Problem description: An identical copy of the records below is the expected result.
-------- Supplied data
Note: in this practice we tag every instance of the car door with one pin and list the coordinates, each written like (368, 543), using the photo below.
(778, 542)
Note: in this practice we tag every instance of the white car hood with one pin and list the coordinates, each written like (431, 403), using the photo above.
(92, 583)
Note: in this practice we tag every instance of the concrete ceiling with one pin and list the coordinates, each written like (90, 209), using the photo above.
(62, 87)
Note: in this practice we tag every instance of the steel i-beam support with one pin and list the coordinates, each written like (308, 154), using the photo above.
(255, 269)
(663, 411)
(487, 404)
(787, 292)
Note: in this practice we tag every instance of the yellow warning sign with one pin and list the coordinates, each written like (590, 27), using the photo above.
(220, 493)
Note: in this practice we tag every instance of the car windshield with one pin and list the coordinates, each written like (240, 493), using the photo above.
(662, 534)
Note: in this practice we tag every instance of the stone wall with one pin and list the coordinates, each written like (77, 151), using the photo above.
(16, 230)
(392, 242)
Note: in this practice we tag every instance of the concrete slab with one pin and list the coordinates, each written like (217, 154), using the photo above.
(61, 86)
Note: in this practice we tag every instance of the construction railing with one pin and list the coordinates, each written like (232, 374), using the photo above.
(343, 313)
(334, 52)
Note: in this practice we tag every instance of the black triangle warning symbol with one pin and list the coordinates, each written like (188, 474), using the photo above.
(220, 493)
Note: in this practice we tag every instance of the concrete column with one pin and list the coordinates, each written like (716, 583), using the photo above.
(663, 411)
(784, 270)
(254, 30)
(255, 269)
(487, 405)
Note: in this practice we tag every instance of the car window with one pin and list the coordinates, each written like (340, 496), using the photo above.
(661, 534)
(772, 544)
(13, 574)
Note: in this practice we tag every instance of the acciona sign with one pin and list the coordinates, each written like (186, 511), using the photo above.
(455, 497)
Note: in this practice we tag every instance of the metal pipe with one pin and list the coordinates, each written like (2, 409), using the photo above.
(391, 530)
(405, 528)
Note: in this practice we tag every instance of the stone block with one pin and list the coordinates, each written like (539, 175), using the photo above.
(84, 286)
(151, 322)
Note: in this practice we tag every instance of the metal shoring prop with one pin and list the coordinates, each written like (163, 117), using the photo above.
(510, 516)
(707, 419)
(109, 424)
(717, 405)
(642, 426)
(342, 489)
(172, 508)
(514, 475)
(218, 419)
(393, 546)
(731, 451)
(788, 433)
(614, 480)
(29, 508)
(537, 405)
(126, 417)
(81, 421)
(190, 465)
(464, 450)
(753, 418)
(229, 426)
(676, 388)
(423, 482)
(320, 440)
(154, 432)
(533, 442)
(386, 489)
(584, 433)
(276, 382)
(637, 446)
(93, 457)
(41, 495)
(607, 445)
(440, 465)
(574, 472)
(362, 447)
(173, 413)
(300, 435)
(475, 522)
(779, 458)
----------------
Worked solution:
Note: in this practice we tag every instance of the car door with one pin and list the coordinates, each written like (368, 543), using the photo below.
(778, 542)
Note: in this practice we tag every instance of the white car hood with one pin and list the coordinates, each written like (431, 403), using the photo above.
(92, 583)
Note: in this practice we tag every instance of the concrete ceiling with one pin and list the coordinates, each written like (90, 209), using the photo above.
(62, 87)
Note: in this practice we tag every instance of the steel i-beam support with one pin and list the coordinates, each written like (308, 154), using the photo above.
(255, 269)
(663, 411)
(487, 404)
(787, 292)
Note: in this practice we tag every instance of the yellow warning sign with one pin and list the coordinates, each written like (590, 27), using the photo above.
(220, 493)
Note: in this practice we tag every instance of the car windshield with one pin and list the coordinates, each written like (240, 493), using the photo above.
(662, 534)
Note: in this practice we tag every instance of the stone wall with one pin and list the coordinates, each written like (77, 151), using the photo above.
(16, 230)
(392, 242)
Note: in this practice we tag every instance of the concrete slab with one pin and list the coordinates, each written like (217, 154), using the photo above.
(61, 86)
Note: in this practice we tag every instance of the construction railing with one pin and list the coordinates, each written like (232, 374), using the photo above.
(343, 313)
(334, 52)
Note: in this practice we tag every instance of the black triangle warning symbol with one pin and list the coordinates, each written like (188, 474), using the photo above.
(220, 493)
Note: in this practice we tag every instance of the concrete column with one pin and list the coordinates, each written like (716, 583), using the photo above.
(663, 411)
(784, 270)
(254, 30)
(255, 269)
(487, 405)
Note: in this practice we tag every instance of the car window with one pin and list the coordinates, each written like (340, 496), using the photo above.
(661, 534)
(772, 544)
(13, 574)
Note: in this practice we tag every instance of the acciona sign with one pin and list the coordinates, each written like (186, 511), using the photo above.
(455, 497)
Note: in this practice we tag every instance of the metal pipe with one pin and list the coordinates, each written like (2, 409), using the photo above.
(391, 530)
(405, 528)
Note: in this practice we tag every instance of the stone block with one pin and list the coordinates, each written like (539, 175), using the photo above.
(84, 286)
(151, 322)
Note: in this practice we tag every instance of the metal shoring prop with one pin and list the coordinates, each written like (163, 117), using the photo above.
(510, 516)
(707, 419)
(109, 424)
(717, 405)
(642, 426)
(342, 489)
(172, 508)
(514, 475)
(218, 419)
(393, 546)
(731, 451)
(788, 433)
(614, 480)
(29, 508)
(537, 405)
(126, 417)
(81, 421)
(190, 465)
(464, 450)
(753, 418)
(229, 426)
(676, 388)
(423, 482)
(320, 440)
(154, 432)
(533, 442)
(386, 489)
(584, 433)
(276, 382)
(637, 446)
(93, 457)
(41, 495)
(607, 445)
(440, 465)
(574, 472)
(362, 447)
(173, 413)
(300, 435)
(475, 522)
(779, 458)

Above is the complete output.